- GOAL OF THE EXERCISE -
Retype the lines exactly, from the line containing "Please provide the mask of every instance of the wooden" down to the line containing "[[159,139],[134,98],[123,98],[99,138]]", both included.

**********

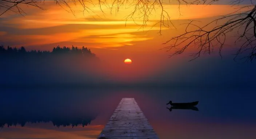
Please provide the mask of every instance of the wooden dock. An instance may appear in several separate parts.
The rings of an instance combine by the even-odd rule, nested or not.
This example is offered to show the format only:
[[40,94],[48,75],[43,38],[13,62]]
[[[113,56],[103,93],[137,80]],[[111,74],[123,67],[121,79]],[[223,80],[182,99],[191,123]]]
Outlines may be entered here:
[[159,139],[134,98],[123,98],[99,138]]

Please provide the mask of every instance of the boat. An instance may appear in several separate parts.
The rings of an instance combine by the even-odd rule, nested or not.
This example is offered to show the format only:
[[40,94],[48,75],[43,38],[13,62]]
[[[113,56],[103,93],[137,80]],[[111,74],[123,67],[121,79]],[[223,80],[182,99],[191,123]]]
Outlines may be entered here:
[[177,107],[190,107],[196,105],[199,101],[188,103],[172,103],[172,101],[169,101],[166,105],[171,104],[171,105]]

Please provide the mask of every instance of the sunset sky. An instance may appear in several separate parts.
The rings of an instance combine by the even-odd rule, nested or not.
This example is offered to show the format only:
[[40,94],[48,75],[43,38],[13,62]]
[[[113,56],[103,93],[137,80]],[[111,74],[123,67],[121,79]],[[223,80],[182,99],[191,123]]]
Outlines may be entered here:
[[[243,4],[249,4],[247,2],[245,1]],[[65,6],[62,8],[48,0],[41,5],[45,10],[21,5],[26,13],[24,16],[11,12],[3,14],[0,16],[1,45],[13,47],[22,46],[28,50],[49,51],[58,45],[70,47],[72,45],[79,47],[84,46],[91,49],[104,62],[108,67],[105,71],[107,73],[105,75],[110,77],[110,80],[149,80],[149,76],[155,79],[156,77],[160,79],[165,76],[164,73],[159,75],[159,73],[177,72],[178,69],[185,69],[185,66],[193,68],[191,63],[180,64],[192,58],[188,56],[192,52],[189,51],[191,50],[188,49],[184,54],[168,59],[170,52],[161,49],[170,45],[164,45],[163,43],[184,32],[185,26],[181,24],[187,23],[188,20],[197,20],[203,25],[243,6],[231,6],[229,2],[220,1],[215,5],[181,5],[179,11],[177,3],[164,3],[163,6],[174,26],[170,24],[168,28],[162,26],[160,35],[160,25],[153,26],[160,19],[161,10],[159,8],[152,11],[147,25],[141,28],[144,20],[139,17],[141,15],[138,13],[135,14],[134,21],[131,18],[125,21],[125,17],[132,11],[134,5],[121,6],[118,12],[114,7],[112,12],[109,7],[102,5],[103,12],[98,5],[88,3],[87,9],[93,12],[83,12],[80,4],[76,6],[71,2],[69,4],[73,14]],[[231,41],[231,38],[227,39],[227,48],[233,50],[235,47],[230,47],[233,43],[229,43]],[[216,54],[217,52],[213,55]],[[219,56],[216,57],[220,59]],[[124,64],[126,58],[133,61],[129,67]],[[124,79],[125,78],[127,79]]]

**********

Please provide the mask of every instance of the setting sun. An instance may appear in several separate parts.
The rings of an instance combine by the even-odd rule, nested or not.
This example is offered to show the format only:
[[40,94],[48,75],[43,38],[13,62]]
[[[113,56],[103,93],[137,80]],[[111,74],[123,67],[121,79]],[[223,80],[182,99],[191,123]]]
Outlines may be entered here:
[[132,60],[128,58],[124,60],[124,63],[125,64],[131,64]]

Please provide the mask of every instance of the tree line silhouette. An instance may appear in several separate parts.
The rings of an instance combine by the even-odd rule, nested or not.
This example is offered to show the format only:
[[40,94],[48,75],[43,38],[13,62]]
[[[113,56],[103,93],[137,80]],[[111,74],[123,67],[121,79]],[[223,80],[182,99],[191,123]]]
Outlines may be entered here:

**********

- EXERCISE RESPONSE -
Please provide the mask of every instance of the wooden dock. An instance may appear in several separate parts.
The rings of an instance combine by the even-odd rule, nested or not.
This example is offered to show the format only:
[[40,94],[48,75],[43,38],[13,62]]
[[[113,56],[103,93],[137,80]],[[111,74],[123,67],[121,79]],[[223,80],[182,99],[191,123]]]
Outlines may be entered here:
[[159,139],[134,98],[123,98],[99,138]]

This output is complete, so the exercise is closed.